▸ Source:
"""
I had some trouble buying oxtail - of course you are tripping over it in the fresh meat section in the supermarkets when you don't want it, but even a trip to the normally reliable Morrisons didn't come up trumps.  So I went up to the butchers instead - oddly enough, we don't have a butcher in the town (literally at the end of the road), so although I'd love keep things local and patronise the small businessman, it involves getting the car out, or over four quid on the bus, or getting the bike out, which I'm less inclined to do in winter.  Anyway.

At the butchers, I was shown a tray of wonderful oxtail and asked the butcher's advice as to how many pieces to go in a stew to feed four.  He bagged four lovely pieces up, handed the bag over and asked for £8.80.  Oh.

At least you can look at all the individually cling film wrapped joints in the supermarket and spend some time choosing, and do all your muttering of 'blimey - I'm not paying that much!' in the privacy of your own trolley. As opposed to being told a price which you can either accept, challenge, or dither with a queue forming behind you and ask for the bag to be opened again and a bit taken out as it is more than you thought it would be.

Did I say what was going through my mind?  'Oh dear, Mr Butcher - are you sure?  I thought that oxtail was a cheap cut of meat, but nearly £9 is rather more I wanted to pay for a midweek stew'.

No.

I made the world's smallest consumer protest, however, by saying, 'I was going to buy some sausages too, but I think that I'll leave it for now', as I handed over my tenner.

So back in the kitchen, the oxtail goes in a bag with flour, ground chilli and dry mustard powder.  Once it's coated in the seasoned flour, it's browned in a casserole dish.  Fish them out an set aside and put chopped onions, carrot, celery, garlic and mushrooms over a low heat to soften.  Put the oxtail back, as tomato puree, bay leaves, thyme and a bottle of 'ballsy red wine' - Mr S's words, not mine.  Bring to a simmer then put a lid on and but in a low oven for ages.
"""
▸ Provided data:
"""
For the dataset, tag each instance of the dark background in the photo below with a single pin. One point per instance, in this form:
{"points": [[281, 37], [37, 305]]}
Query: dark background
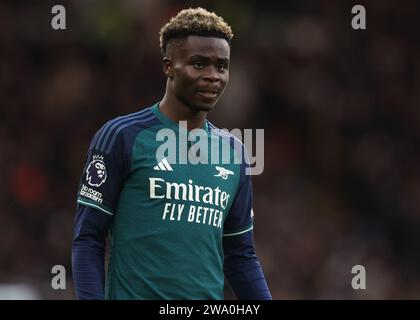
"""
▸ Written exercise 1: In the oxtail post, what price did the butcher ask for the four pieces?
▸ Written exercise 2: Decide whether each statement agrees with the oxtail post, answering yes or no and quoting the words that settle it: (a) The writer found oxtail at Morrisons. (b) The writer also bought sausages at the butchers. (c) The oxtail is browned after being coated in seasoned flour.
The listing has no connection to the text.

▸ Task result 1: £8.80

▸ Task result 2:
(a) No: "even a trip to the normally reliable Morrisons didn't come up trumps"
(b) No: "I was going to buy some sausages too, but I think that I'll leave it for now"
(c) Yes: "Once it's coated in the seasoned flour, it's browned in a casserole dish."